### RECORD SET
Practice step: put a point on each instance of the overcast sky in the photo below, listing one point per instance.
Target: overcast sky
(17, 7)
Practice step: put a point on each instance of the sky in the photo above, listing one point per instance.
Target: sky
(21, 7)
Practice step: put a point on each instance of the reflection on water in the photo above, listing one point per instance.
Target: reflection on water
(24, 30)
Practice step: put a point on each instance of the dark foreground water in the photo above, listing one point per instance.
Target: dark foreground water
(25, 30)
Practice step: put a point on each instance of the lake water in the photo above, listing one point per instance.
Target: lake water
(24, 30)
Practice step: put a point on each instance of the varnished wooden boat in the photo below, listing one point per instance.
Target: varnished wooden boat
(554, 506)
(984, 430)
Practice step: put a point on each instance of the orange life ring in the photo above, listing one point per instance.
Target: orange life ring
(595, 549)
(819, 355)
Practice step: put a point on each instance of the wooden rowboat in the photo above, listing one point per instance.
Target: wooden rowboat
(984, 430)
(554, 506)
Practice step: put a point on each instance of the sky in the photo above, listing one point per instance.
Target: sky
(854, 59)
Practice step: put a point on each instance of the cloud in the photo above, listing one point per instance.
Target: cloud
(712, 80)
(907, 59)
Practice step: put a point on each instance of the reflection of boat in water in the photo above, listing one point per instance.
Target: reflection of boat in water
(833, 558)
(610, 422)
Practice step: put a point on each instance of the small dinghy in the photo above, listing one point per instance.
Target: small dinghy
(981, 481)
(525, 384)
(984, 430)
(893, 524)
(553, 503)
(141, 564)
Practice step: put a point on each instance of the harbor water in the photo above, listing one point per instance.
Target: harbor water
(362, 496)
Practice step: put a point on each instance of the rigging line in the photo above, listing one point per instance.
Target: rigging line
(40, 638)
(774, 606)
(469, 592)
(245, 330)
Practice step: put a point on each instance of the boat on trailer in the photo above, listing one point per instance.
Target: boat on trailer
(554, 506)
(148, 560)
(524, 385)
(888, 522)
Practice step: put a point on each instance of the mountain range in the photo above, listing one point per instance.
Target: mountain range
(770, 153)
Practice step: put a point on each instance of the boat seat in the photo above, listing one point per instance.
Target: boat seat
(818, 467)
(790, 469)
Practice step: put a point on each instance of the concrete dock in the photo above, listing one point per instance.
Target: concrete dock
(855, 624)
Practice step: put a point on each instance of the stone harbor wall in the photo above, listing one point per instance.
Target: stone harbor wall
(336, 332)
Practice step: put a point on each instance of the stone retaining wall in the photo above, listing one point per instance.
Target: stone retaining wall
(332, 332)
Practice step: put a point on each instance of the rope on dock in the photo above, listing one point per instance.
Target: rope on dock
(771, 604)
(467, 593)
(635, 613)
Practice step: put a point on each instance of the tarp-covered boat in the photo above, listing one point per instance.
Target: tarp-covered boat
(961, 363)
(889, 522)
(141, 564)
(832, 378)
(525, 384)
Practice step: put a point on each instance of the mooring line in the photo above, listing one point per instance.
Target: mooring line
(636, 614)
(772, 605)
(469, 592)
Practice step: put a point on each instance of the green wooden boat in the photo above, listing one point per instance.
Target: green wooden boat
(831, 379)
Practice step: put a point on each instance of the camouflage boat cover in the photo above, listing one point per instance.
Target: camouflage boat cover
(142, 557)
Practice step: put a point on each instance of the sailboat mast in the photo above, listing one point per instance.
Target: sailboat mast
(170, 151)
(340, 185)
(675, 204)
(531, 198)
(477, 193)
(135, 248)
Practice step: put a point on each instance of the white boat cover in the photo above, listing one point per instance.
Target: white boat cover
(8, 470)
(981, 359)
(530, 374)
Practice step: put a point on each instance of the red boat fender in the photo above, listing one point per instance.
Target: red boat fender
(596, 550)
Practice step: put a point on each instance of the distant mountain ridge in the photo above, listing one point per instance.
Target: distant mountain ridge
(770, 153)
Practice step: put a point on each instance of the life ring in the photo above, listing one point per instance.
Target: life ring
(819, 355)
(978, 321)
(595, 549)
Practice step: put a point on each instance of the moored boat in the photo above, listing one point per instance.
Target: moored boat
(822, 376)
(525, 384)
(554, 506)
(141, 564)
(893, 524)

### WHAT THE TASK REQUIRES
Copy word for word the stretch of entries above from the line that has "Target: harbor water" through the line that has "Practice step: put a point on each instance of the mountain", both ends included, and nothing outside it.

### EXERCISE OUTPUT
Target: harbor water
(362, 496)
Practice step: put a point on each instance of the rigging line in the photo above, listing one point per instance.
Target: rigging line
(40, 638)
(774, 606)
(469, 592)
(245, 330)
Practice step: put a point on each instance of the boat on trailer in the photo above, listing one point per instance.
Target: boat on trailer
(554, 506)
(148, 560)
(524, 385)
(888, 522)
Practice step: put a point on each instance of the mountain range in the photo above, listing one point per instance.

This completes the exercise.